Texto proporcionado:
Feliz año o yo qué sé

Por Javier Ancín

Refugiarse en la cocina, al lado del transistor, escuchando algún programa de radio donde cuentan historias es el mejor antidepresivo que conozco.

Tarros y utensilios en una cocina
Tarros y utensilios en una cocina

El día 1 de enero siempre lo recuerdo como el primer o segundo día más triste del año. El segundo o primer día más triste era el 15 de julio, tras el jolgorio sanferminero. Todo cerrado, todo quieto, todo muerto, con los restos de la fiesta por los suelos, medio de resaca o de resaca entera, con el sabor rancio y picante de nicotina en la boca. Me gustan las cocinas porque de pequeño pasaba muchas horas en ella, leyendo el periódico en el suelo, por ejemplo, cuando ya lo dejaban sobre el radiador los mayores, casi siempre por la noche. Recortando noticias curiosas que pegaba en un cuaderno que perdí, como casi todo.

Datos brutos:

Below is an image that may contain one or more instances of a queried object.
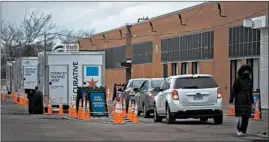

Enunciado 1: En el texto sobre el día de Año Nuevo, enumera las palabras que siguen a cada «todo» en la oración que empieza por «Todo cerrado».
Enunciado 2: Prosigue el texto sobre el día de Año Nuevo después de su última oración.

Resultado final 1: cerrado, quieto, muerto

Resultado final 2:
Pegando cromos en álbumes que casi siempre se quedaban incompletos. Me acuerdo mucho de aquel radiador grande, sobre el que dejábamos los periódicos antiguos, bajo el que dejaba los zapatos con los que iba al colegio para encontrarlos por la mañana calentitos o para secarlos después de pisar, cómo no, todos los charcos del camino. A mi madre le gustaba quedarse cerca de aquel radiador leyendo, en la cocina que siempre tenía mucha luz, desde donde se veían los montes que ahora yo suelo fotografiar, inconscientemente siempre los mismos, cuando voy en bici a purgar nubes negras.

Los días tristes en las cocinas siempre son más llevaderos. Mi padre hacía almendras garrapiñadas que volcaba para que se enfriaran en una bandeja metálica. Como yo era un impaciente cogía alguna y me abrasaba las manos, haciéndola saltar como un malabarista de una palma a otra, soplando como un ansioso, hasta que la creía fría y me la metía en la boca, la mordía y seguía el sufrimiento en la lengua. Y vuelta a empezar en cuanto conseguía tragármela. El olor dulce de aquella cocina me reconforta cuando los días o las semanas o toda la existencia viene torcida.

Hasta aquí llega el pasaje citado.